> [What is needed]
Beginning with the line that holds "Query: willow tree", please retype each line through the end of the listing below, both ends included, and nothing more.

* * *

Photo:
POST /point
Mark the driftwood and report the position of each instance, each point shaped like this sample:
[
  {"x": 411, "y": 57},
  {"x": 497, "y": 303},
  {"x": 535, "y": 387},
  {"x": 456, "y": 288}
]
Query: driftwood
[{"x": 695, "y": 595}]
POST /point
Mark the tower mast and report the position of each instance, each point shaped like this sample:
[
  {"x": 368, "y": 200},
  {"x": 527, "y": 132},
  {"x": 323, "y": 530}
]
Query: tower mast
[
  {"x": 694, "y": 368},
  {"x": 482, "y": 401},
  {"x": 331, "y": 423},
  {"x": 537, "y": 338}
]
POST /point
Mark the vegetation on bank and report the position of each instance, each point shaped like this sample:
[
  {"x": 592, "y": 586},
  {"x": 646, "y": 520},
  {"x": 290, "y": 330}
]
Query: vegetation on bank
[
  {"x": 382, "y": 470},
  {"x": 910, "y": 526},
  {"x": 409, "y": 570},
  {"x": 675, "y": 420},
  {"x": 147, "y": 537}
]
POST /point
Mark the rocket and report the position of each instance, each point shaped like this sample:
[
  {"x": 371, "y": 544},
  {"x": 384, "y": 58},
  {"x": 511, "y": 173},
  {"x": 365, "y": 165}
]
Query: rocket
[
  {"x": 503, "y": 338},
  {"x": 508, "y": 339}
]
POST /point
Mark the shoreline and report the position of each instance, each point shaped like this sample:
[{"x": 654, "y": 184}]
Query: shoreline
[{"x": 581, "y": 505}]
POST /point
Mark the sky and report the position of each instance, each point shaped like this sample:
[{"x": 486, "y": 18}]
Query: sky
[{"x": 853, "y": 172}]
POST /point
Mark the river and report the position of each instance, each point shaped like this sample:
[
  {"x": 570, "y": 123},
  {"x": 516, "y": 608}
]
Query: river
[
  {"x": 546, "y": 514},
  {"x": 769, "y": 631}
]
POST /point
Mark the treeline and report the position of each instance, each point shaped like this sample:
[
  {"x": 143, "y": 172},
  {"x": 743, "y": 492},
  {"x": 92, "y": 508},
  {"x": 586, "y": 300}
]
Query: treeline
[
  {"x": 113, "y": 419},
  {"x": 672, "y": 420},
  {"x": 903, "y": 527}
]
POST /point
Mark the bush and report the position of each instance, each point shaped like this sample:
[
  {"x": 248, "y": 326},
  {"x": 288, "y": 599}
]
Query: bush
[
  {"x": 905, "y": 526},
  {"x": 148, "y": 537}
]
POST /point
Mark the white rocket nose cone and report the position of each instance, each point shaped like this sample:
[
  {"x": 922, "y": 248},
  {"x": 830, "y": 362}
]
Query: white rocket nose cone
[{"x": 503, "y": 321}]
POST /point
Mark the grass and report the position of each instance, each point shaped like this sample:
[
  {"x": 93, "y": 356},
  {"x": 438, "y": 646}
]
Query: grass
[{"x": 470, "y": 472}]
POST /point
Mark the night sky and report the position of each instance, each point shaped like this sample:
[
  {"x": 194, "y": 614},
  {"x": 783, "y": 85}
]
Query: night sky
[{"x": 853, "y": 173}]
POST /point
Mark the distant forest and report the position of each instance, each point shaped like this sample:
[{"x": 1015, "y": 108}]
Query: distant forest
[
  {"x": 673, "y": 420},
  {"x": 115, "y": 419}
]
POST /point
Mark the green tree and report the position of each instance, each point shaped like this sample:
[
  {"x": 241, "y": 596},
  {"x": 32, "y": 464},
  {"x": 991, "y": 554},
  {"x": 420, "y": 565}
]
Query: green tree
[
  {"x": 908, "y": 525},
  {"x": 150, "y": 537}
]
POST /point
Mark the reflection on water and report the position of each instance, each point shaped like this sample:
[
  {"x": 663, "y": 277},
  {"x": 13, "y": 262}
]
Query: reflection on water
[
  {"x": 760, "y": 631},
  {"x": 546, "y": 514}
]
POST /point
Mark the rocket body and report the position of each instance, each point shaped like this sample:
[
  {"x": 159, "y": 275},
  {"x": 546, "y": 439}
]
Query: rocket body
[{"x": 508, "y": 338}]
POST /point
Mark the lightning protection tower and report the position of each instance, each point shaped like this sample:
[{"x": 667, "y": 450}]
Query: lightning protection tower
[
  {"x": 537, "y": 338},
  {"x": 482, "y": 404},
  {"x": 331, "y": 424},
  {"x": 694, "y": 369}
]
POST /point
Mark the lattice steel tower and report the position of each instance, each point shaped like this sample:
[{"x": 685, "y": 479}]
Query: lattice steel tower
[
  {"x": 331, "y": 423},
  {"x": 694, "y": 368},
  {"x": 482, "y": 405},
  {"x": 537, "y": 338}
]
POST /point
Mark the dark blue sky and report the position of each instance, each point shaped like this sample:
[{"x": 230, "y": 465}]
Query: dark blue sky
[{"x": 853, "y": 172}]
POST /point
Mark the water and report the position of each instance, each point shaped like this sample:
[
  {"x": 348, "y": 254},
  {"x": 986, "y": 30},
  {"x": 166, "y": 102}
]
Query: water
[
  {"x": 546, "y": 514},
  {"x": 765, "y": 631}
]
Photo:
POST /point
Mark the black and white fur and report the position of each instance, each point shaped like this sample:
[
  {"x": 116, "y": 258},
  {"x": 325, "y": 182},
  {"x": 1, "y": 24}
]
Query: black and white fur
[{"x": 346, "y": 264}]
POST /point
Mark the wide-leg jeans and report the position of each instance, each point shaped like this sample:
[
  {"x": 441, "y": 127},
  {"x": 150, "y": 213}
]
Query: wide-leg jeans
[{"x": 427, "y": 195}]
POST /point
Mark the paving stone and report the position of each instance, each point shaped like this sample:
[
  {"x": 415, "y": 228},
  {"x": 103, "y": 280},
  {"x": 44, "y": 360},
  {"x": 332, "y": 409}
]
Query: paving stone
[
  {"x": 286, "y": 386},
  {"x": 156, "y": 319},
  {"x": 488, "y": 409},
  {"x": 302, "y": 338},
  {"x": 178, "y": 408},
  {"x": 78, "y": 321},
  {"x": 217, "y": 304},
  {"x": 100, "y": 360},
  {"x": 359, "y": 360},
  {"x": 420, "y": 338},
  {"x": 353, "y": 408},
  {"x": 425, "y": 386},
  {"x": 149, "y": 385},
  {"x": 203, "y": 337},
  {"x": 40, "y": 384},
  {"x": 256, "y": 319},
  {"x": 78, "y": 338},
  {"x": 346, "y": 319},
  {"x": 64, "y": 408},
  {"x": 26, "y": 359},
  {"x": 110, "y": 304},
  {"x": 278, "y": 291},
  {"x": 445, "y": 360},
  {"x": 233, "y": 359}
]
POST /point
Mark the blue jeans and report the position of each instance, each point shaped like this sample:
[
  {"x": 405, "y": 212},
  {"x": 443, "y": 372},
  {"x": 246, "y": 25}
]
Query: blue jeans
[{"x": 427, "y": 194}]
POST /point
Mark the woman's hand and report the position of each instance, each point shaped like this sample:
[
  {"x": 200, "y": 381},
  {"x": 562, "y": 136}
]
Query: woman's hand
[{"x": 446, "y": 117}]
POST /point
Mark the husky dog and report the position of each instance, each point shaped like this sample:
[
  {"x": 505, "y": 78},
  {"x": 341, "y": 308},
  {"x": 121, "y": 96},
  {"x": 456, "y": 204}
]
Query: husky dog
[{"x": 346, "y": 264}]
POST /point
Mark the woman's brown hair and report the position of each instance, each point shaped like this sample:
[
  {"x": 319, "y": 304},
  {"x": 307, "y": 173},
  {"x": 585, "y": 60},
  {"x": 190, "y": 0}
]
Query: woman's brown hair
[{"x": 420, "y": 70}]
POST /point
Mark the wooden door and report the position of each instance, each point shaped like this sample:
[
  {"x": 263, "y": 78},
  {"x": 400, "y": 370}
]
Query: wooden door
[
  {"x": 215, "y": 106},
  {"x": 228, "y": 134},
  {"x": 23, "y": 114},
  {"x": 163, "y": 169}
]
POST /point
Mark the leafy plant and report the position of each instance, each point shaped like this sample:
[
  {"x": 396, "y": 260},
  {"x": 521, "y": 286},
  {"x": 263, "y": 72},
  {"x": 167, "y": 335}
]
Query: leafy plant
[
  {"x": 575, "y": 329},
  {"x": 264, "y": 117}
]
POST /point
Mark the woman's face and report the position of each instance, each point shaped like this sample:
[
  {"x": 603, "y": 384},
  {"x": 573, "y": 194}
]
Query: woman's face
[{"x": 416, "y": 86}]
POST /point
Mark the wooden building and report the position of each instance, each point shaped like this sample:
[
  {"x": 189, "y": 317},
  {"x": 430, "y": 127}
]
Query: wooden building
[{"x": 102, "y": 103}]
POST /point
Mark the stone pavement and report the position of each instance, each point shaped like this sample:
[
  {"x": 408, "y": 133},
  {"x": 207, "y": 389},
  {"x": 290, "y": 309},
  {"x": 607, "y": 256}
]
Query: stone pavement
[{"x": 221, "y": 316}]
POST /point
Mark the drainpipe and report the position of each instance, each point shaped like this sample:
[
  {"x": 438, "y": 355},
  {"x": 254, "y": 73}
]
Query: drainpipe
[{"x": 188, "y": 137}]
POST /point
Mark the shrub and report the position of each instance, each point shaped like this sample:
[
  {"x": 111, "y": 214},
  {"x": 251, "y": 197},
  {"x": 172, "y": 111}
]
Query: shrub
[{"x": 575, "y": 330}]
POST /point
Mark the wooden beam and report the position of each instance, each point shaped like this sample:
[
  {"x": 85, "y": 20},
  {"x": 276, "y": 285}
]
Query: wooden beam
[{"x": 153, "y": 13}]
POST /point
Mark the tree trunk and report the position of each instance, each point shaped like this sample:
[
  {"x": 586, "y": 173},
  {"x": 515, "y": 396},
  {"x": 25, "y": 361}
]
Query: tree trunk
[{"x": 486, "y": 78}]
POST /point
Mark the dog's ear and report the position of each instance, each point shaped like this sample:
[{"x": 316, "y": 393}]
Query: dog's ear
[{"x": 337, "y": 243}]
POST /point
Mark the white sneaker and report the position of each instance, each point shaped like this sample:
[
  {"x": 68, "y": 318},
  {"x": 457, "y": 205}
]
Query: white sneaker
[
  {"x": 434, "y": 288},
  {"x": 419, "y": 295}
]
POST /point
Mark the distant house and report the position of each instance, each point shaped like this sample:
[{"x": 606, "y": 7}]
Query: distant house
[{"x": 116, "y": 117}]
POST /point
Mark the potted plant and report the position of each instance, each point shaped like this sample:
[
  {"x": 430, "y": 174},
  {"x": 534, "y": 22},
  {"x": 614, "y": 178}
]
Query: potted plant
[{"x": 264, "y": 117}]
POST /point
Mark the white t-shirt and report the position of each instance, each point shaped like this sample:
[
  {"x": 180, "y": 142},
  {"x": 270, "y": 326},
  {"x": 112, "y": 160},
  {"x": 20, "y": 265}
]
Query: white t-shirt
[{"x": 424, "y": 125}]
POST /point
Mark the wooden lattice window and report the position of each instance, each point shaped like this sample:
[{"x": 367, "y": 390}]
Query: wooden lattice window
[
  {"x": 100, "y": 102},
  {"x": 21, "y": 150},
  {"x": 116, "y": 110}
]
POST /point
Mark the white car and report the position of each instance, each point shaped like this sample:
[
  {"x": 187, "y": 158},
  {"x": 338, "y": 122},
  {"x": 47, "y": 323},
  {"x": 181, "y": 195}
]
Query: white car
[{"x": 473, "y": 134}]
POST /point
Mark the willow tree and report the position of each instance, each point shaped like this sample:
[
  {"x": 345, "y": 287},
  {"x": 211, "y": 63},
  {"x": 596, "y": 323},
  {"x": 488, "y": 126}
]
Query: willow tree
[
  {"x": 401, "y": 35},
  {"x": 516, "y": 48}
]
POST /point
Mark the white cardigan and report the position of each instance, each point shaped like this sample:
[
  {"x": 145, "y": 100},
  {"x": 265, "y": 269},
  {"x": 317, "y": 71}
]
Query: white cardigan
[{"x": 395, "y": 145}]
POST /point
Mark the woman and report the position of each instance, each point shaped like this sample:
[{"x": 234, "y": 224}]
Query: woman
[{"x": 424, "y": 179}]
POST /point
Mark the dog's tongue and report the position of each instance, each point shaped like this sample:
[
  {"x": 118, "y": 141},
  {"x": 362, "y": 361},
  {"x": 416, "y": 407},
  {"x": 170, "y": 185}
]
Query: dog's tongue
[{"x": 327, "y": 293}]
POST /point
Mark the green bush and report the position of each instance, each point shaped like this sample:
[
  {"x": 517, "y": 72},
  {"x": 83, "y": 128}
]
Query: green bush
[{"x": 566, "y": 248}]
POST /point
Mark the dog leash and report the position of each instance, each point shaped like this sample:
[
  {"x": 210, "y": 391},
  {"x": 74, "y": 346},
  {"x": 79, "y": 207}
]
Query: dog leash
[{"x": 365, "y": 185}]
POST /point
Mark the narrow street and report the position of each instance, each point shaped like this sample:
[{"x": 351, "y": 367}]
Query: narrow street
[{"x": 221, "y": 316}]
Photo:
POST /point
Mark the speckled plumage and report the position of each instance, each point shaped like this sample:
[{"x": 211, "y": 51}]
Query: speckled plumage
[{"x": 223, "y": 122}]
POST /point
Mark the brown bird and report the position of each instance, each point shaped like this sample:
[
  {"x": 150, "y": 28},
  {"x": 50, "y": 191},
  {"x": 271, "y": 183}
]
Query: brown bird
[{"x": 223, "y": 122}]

* * *

> [The answer]
Query: willow tree
[
  {"x": 401, "y": 35},
  {"x": 516, "y": 48}
]
POST /point
Mark the white cardigan and report the position of each instance, each point shaped like this sample:
[
  {"x": 145, "y": 100},
  {"x": 265, "y": 269},
  {"x": 317, "y": 71}
]
Query: white cardigan
[{"x": 395, "y": 145}]
POST /point
Mark the woman and report the position of each instance, each point shaped like this sample:
[{"x": 234, "y": 224}]
Query: woman
[{"x": 424, "y": 179}]
POST /point
Mark the dog's tongue and report the position of each instance, each point shaped like this sample:
[
  {"x": 118, "y": 141},
  {"x": 362, "y": 361},
  {"x": 416, "y": 407},
  {"x": 170, "y": 185}
]
Query: dog's tongue
[{"x": 327, "y": 293}]
POST /point
Mark the green bush and report the position of each instance, each point shaped like this sample:
[
  {"x": 517, "y": 72},
  {"x": 83, "y": 128}
]
Query: green bush
[{"x": 566, "y": 248}]
POST /point
Mark the dog leash and report the position of each instance, each point shaped like this sample:
[
  {"x": 210, "y": 391},
  {"x": 74, "y": 346},
  {"x": 79, "y": 207}
]
Query: dog leash
[{"x": 365, "y": 185}]
POST /point
Mark the narrow street and report the position of each instance, each point shaped like this sample:
[{"x": 351, "y": 367}]
Query: narrow street
[{"x": 221, "y": 316}]
Photo:
POST /point
Mark the speckled plumage and report the position of each instance, each point shaped like this sample:
[{"x": 211, "y": 51}]
Query: speckled plumage
[{"x": 223, "y": 122}]
POST /point
Mark the brown bird and report the position of each instance, each point shaped like this sample:
[
  {"x": 150, "y": 28},
  {"x": 50, "y": 191},
  {"x": 271, "y": 183}
]
Query: brown bird
[{"x": 223, "y": 122}]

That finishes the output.